───── PROVIDED PASSAGE ─────
LLMs for HPC

Large Language Models (LLMs) are increasingly demonstrating their ability to improve the software development process. Because of this there has been a recent explosion in tools and research that target integrating LLMs into code development processes and even creating new types of tools. Incorporating these approaches into HPC, parallel, and scientific code development has the potential to drastically improve the quality and quantity of software in these fields moving forward. However, HPC code has different concerns and priorities than other areas of computer science, such as a larger emphasis on performance, parallelism, and fidelity. Likewise special attention is needed when designing LLM-based tools for HPC, so that these priorities remain integral in the design.

Our research focuses on evaluating the state-of-the-practice when applying LLMs to parallel coding tasks, improving LLMs at these tasks, and creating LLM-powered developer tools for HPC. These projects can be found in several of our recent publications [1-4] and the Parallel Code Foundry github organization.

ParEval: Evaluating LLM Capabilities for Parallel Code Generation

A crucial step towards creating HPC-specific LLMs is being able to evaluate an LLM’s capabilities on HPC tasks. It is further helpful to identify the shortcomings of current state-of-the-art models to find areas where improvement is needed. In order to conduct this evaluation we created the ParEval benchmark. ParEval is a set of 420 code generation problems ranging across 7 execution models and 12 different computational problem types. Alongside ParEval we also introduced novel metrics for understanding the runtime performance and scaling behavior of LLM generated code.

The plot on the right shows the ParEval pass@1 scores for both serial and parallel code generation for several state-of-the-art open and closed-source LLMs. ParEval Results A higher pass@1 score indicates the model more frequently generates correct code across the benchmark. We immediately see that, while some models are better than others, all of the LLMs are much worse at generating parallel code than they are serial. Unfortunately, we also observe that commercial LLMs generate parallel code much better than open-source LLMs. This motivates the need for open-source LLMs that can generate parallel code well and can compete with commercial models.

An up-to-date list of model scores is available on the ParEval Leaderboard. You can find more details on ParEval and an extensive analysis of the results in our HPDC ‘24 paper “Can Large Language Models Write Parallel Code?” [4]. The prompts and source code for ParEval are available at github.com/parallelcodefoundry/ParEval.
───── ENTRIES SHOWN ─────
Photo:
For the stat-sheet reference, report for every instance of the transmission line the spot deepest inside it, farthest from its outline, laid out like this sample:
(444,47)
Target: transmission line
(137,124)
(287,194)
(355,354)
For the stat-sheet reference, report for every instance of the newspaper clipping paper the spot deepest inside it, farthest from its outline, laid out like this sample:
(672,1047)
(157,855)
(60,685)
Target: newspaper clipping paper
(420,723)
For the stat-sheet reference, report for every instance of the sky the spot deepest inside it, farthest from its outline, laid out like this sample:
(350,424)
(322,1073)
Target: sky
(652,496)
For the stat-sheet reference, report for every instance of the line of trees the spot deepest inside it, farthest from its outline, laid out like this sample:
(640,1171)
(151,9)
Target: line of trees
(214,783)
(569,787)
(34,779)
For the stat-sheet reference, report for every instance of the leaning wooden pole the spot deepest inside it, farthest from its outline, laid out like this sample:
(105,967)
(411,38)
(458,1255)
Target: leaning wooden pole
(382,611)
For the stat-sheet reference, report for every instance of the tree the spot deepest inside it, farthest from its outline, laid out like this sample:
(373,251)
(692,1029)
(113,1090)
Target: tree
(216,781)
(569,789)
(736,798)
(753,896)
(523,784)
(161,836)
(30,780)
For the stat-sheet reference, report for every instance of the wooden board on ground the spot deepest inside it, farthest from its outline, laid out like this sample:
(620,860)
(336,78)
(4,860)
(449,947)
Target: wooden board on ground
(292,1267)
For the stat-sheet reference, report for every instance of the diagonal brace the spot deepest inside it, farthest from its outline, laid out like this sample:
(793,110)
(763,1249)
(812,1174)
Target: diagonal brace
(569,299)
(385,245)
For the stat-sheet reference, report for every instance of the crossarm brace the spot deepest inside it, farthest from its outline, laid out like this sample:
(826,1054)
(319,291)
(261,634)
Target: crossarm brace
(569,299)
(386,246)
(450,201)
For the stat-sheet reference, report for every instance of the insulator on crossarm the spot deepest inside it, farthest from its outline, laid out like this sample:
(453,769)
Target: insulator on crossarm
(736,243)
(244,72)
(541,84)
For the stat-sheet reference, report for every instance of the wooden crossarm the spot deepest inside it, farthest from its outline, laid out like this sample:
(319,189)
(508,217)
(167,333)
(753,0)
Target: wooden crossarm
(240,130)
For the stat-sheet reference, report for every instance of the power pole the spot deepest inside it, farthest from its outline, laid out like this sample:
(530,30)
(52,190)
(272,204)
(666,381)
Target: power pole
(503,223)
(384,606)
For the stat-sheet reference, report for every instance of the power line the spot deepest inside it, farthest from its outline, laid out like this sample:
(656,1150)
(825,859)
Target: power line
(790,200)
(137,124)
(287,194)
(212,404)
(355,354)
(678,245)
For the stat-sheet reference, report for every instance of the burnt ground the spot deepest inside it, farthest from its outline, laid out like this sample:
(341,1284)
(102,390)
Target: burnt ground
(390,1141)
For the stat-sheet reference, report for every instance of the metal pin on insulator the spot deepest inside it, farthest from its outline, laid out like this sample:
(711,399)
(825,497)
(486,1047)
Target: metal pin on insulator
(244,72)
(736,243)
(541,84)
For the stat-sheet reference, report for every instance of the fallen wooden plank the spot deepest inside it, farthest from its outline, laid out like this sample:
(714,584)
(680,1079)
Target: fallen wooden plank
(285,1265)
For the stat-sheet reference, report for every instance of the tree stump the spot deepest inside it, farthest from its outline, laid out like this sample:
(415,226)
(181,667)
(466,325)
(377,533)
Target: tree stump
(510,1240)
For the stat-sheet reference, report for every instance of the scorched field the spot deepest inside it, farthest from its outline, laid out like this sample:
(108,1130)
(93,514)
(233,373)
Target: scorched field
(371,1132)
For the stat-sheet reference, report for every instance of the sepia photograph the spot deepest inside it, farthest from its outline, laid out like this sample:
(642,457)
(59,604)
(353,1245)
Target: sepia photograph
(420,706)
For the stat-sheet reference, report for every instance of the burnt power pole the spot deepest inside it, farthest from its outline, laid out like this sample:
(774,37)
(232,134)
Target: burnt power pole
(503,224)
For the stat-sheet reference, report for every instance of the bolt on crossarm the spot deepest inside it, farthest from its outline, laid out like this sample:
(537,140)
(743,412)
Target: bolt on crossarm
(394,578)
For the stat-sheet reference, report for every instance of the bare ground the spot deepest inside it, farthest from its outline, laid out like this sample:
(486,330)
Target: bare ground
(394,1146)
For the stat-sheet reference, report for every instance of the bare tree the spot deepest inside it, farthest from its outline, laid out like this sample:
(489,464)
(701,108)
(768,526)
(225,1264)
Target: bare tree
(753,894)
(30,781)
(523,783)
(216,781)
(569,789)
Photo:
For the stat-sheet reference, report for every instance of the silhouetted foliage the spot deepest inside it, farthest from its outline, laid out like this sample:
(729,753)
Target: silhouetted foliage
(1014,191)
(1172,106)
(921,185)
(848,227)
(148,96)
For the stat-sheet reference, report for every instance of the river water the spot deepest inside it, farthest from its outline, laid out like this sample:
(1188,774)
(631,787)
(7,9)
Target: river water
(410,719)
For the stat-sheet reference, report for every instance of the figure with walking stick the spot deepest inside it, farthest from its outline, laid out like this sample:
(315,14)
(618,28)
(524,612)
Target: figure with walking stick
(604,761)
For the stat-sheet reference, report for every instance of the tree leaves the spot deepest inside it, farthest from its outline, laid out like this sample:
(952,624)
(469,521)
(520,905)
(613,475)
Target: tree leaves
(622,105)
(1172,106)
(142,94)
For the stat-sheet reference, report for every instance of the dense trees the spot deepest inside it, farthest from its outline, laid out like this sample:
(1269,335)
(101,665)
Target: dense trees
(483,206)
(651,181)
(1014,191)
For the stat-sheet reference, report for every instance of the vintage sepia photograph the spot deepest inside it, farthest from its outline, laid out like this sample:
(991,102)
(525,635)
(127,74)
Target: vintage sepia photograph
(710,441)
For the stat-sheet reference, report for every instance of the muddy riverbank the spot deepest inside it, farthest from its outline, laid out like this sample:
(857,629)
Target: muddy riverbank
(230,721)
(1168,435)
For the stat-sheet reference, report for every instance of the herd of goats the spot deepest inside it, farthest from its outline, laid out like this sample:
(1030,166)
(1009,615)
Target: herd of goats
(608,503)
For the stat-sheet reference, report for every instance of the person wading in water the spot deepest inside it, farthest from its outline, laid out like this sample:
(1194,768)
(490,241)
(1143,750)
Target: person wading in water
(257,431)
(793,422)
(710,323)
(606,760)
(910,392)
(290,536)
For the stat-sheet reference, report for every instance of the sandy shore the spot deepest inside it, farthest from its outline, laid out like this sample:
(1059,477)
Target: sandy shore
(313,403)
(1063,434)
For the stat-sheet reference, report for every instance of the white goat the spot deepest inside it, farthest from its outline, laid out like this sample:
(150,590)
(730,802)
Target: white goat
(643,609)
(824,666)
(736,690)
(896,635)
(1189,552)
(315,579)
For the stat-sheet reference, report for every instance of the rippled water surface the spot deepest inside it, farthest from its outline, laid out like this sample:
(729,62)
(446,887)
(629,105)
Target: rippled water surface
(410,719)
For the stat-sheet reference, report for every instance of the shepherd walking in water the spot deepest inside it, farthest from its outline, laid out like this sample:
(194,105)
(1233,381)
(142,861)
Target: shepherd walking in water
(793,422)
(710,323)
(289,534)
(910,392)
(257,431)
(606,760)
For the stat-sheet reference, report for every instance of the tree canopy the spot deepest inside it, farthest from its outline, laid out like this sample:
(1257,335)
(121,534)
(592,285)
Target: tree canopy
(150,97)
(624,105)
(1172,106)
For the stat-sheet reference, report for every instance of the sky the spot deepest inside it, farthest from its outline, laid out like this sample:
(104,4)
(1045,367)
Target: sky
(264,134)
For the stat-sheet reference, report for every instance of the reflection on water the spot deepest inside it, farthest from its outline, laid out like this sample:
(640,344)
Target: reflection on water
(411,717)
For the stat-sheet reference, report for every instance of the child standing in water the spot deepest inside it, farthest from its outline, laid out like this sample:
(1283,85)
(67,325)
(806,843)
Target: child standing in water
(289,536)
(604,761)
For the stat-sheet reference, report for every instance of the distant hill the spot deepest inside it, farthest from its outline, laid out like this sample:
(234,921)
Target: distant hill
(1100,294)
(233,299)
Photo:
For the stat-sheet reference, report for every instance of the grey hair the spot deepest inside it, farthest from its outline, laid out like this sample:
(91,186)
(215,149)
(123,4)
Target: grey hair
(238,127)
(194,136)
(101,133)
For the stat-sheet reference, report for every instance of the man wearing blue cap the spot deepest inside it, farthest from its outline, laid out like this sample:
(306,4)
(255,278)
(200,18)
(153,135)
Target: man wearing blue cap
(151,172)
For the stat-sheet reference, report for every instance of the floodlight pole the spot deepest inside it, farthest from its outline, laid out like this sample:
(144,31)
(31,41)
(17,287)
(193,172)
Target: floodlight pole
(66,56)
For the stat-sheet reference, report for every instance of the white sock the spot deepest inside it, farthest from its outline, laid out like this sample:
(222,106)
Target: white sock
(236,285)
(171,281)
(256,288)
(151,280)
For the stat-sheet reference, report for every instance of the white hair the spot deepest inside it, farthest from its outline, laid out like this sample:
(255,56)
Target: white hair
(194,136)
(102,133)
─────
WORK INSTRUCTIONS ::
A. From the text on LLMs for HPC, reproduce the part that begins at the words "The plot on" and stops after "with commercial models.".
B. According to the text on LLMs for HPC, why does designing LLM-based tools for HPC call for special attention? Answer in one to three sentences.
C. In the text on LLMs for HPC, how many code generation problems make up the ParEval benchmark?
These records have no connection to the text about LLMs for HPC.

SOLVED PROBLEMS ::
A.
The plot on the right shows the ParEval pass@1 scores for both serial and parallel code generation for several state-of-the-art open and closed-source LLMs. ParEval Results A higher pass@1 score indicates the model more frequently generates correct code across the benchmark. We immediately see that, while some models are better than others, all of the LLMs are much worse at generating parallel code than they are serial. Unfortunately, we also observe that commercial LLMs generate parallel code much better than open-source LLMs. This motivates the need for open-source LLMs that can generate parallel code well and can compete with commercial models.

B. HPC code has different concerns and priorities than other areas of computer science, with a larger emphasis on performance, parallelism, and fidelity. Special attention is needed so that these priorities remain integral in the design of such tools.

C. ParEval is made up of 420 code generation problems.